-- start of READING PASSAGE --
There are several reasons why a programmer might want to use RPCs

There are some obvious disadvantages to using RPCs.

There are a number of rpc frameworks, these include

Sun RPCs

There are RPC servers and clients. The server is the machine on which the remote procedure runs, and the RPC client is the process, generally on a different machine, which makes the RPC call. Like a thread, a remote procedure call can only pass one argument, and it can only return one argument, so, as with threads, if you want to pass multiple arguments to an RPC, you have to create a struct and pass the struct as an argument.

Each remote program is identified by a unique 32 bit number, and each procedure within the program is identified by a unique 32 bit number. It also supported version control, so you can assign a version as well. One host can run multiple versions of code simultaneously. So a specific remote procedure can be identified by a triple (prog, vers, proc).

The RPC mechanism on the remote machine enforces mutual exclusion to make sure that only one instance of each procedure is running at a time. This is particularly important for RPCs that update databases, because it would be easy to corrupt a database if several procedures were permitted to update the same records simultaneously.
-- end of READING PASSAGE --
### AIM 1
From the RPC passage, pull out everything from "There are a" down to "(prog, vers, proc).".
-- start of MATERIAL PROVIDED --
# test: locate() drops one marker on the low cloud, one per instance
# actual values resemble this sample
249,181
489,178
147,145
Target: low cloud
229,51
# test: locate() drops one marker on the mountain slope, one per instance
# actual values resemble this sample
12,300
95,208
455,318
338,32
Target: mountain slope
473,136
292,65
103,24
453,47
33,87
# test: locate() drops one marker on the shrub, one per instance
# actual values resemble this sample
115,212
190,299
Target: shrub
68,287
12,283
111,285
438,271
-- end of MATERIAL PROVIDED --
### AIM 2
Copy every one of the entries above word for word.

### CORRECT ANSWER 1
There are a number of rpc frameworks, these include

Sun RPCs

There are RPC servers and clients. The server is the machine on which the remote procedure runs, and the RPC client is the process, generally on a different machine, which makes the RPC call. Like a thread, a remote procedure call can only pass one argument, and it can only return one argument, so, as with threads, if you want to pass multiple arguments to an RPC, you have to create a struct and pass the struct as an argument.

Each remote program is identified by a unique 32 bit number, and each procedure within the program is identified by a unique 32 bit number. It also supported version control, so you can assign a version as well. One host can run multiple versions of code simultaneously. So a specific remote procedure can be identified by a triple (prog, vers, proc).

### CORRECT ANSWER 2
# test: locate() drops one marker on the low cloud, one per instance
# actual values resemble this sample
249,181
489,178
147,145
Target: low cloud
229,51
# test: locate() drops one marker on the mountain slope, one per instance
# actual values resemble this sample
12,300
95,208
455,318
338,32
Target: mountain slope
473,136
292,65
103,24
453,47
33,87
# test: locate() drops one marker on the shrub, one per instance
# actual values resemble this sample
115,212
190,299
Target: shrub
68,287
12,283
111,285
438,271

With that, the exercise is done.